GOAL: Reproduce every line of each item below verbatim.

>>>

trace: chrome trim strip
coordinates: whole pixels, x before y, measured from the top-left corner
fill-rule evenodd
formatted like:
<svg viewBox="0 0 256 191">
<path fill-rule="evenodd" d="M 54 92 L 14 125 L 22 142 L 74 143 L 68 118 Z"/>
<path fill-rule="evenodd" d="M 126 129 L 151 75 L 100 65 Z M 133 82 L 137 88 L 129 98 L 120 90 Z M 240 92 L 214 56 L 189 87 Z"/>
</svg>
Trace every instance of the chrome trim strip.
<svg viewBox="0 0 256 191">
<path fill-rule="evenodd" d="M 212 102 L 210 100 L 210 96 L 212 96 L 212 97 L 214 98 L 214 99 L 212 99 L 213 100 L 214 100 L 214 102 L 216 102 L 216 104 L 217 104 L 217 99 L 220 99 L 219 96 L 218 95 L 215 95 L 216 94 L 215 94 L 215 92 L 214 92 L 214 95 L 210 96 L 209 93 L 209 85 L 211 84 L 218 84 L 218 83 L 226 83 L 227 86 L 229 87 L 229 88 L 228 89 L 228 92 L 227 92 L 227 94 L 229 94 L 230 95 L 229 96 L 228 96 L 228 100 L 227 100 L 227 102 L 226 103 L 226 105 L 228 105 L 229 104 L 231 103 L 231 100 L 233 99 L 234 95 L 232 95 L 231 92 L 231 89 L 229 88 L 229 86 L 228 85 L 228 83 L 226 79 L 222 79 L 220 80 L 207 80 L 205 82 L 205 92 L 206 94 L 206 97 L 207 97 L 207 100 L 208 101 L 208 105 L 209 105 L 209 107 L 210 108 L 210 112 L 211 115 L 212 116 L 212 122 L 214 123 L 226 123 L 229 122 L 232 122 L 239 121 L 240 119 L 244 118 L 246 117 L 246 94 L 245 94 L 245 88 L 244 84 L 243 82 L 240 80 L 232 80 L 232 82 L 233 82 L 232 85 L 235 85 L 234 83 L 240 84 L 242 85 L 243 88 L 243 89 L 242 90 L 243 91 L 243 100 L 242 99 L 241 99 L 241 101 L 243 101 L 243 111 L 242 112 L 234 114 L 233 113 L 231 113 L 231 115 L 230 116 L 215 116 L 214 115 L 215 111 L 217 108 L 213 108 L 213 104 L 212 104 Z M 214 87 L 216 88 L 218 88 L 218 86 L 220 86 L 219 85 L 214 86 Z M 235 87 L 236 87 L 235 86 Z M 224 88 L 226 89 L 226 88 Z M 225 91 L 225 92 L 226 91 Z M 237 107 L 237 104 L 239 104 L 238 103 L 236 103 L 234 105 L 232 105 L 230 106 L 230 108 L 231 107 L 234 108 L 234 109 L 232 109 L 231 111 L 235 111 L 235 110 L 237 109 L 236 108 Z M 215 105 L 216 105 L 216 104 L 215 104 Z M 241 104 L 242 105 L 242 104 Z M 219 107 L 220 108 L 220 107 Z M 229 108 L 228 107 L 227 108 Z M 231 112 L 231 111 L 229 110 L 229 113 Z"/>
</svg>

<<<

FINAL RESULT:
trace: chrome trim strip
coordinates: whole pixels, x before y, measured from the top-left corner
fill-rule evenodd
formatted like:
<svg viewBox="0 0 256 191">
<path fill-rule="evenodd" d="M 54 92 L 14 125 L 22 142 L 74 143 L 68 118 Z"/>
<path fill-rule="evenodd" d="M 126 129 L 151 75 L 100 65 Z M 133 82 L 137 88 L 129 98 L 120 90 Z M 240 92 L 214 56 L 189 87 Z"/>
</svg>
Trace every instance of the chrome trim strip.
<svg viewBox="0 0 256 191">
<path fill-rule="evenodd" d="M 212 102 L 210 100 L 210 96 L 212 96 L 212 97 L 214 98 L 214 99 L 212 99 L 213 100 L 214 100 L 214 102 L 216 102 L 216 104 L 217 104 L 217 99 L 220 99 L 219 96 L 218 95 L 215 95 L 216 94 L 215 94 L 215 92 L 214 92 L 214 95 L 210 96 L 209 93 L 209 85 L 211 84 L 218 84 L 218 83 L 226 83 L 227 86 L 229 87 L 229 88 L 228 89 L 228 92 L 227 92 L 227 94 L 229 94 L 230 95 L 229 96 L 228 96 L 228 100 L 227 100 L 227 102 L 226 103 L 226 105 L 228 105 L 229 104 L 231 103 L 231 100 L 233 99 L 234 95 L 232 95 L 231 92 L 231 89 L 229 88 L 229 86 L 228 85 L 228 83 L 226 79 L 222 79 L 220 80 L 207 80 L 205 82 L 205 92 L 206 94 L 206 97 L 207 97 L 207 100 L 208 101 L 208 105 L 209 105 L 209 107 L 210 108 L 210 112 L 211 115 L 212 116 L 212 122 L 214 123 L 226 123 L 229 122 L 232 122 L 239 121 L 240 119 L 244 118 L 246 117 L 246 94 L 245 94 L 245 88 L 244 84 L 243 82 L 240 80 L 232 80 L 232 82 L 233 82 L 232 85 L 235 85 L 234 83 L 240 84 L 242 85 L 243 88 L 243 89 L 242 90 L 243 91 L 243 100 L 242 99 L 241 99 L 241 101 L 243 101 L 243 111 L 242 112 L 234 114 L 233 113 L 231 113 L 231 115 L 230 116 L 215 116 L 214 115 L 215 111 L 217 108 L 213 108 L 213 104 L 212 104 Z M 214 87 L 216 88 L 218 88 L 218 86 L 220 86 L 219 85 L 214 86 Z M 235 87 L 236 87 L 235 86 Z M 224 88 L 226 89 L 226 88 Z M 225 91 L 225 92 L 226 91 Z M 237 107 L 237 104 L 239 104 L 238 103 L 236 103 L 234 105 L 232 105 L 230 106 L 230 108 L 231 107 L 234 108 L 234 109 L 232 109 L 231 111 L 235 111 L 235 110 L 237 109 L 236 108 Z M 215 105 L 216 105 L 216 104 L 215 104 Z M 241 104 L 242 105 L 242 104 Z M 219 107 L 220 108 L 220 107 Z M 229 108 L 228 107 L 227 108 Z M 231 112 L 231 111 L 229 110 L 229 113 Z"/>
</svg>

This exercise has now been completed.